■ EXERCISE BRIEF
Restate the entries below verbatim.

Natural-language object grounding data
________________

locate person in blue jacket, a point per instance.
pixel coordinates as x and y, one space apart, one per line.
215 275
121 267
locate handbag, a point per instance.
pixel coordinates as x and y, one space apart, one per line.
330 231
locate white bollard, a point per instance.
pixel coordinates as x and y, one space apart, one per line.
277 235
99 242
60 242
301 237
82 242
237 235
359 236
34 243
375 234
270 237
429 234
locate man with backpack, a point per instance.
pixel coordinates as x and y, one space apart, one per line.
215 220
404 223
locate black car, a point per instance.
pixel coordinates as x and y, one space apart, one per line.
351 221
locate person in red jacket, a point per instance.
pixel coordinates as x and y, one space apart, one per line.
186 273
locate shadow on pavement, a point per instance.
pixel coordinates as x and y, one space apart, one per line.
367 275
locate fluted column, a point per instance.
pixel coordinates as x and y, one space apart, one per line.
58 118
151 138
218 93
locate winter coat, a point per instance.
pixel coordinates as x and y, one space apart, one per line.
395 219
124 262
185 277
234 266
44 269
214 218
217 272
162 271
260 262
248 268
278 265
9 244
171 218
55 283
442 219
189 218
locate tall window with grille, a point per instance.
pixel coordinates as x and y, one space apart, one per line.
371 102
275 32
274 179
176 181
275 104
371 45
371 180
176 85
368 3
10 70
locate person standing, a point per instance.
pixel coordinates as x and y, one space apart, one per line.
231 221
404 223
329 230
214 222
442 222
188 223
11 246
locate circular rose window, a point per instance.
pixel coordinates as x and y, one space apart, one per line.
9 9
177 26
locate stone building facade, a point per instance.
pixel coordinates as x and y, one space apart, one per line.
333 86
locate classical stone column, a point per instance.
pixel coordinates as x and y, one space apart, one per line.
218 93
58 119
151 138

________________

■ ANSWER TO THIS PROBLEM
locate person in blue jacket, a point per instance.
pixel coordinates as x and y, one space apart, one per line.
215 275
121 267
locate handbag, a point per instance.
pixel coordinates as x and y, one space apart, one per line.
330 231
locate white bollard, a point per instance.
pixel coordinates as x and y, one space apart, one per line.
277 235
99 242
60 242
301 237
82 242
237 235
359 236
34 243
375 234
270 237
429 234
locate man with backpack, a point per instance.
pixel coordinates as x and y, one space apart, one per line.
215 220
404 223
locate black car, a point per instance.
pixel coordinates as x and y, one space apart, one per line.
351 221
locate person in red jacket, a point per instance.
pixel coordinates as x and y, one space apart, one per line.
186 273
locate shadow on pavement, a point per instance.
pixel coordinates as x and y, one space apart, one per line.
367 275
locate fluted column, a point per instance.
pixel coordinates as x and y, one space apart, one per line.
58 118
151 138
218 93
locate winter coat, a point per instance.
pixel coordinates as x and y, one space apart, one per line.
395 219
124 262
185 277
234 266
44 269
214 218
217 272
162 271
260 262
248 268
278 265
9 244
171 218
55 283
442 219
189 218
locate tall window with grille, a point per instance.
pixel coordinates as x and y, one space apart, one per line.
371 102
275 32
274 179
176 181
275 104
371 45
371 180
176 85
368 3
10 70
locate person standing, a point per instance.
pixel coordinates as x and y, one space apart, one per line.
231 221
404 223
329 230
214 222
442 222
188 223
11 246
locate circular rose window, a point per instance.
pixel coordinates as x and y, one space apart, one per line.
9 9
177 26
locate stone building facade, a point per instance.
pixel coordinates as x and y, one space apart, one per line.
333 86
locate classical stone column, a point per instance.
pixel coordinates as x and y, one space apart, one per line.
218 93
58 119
151 138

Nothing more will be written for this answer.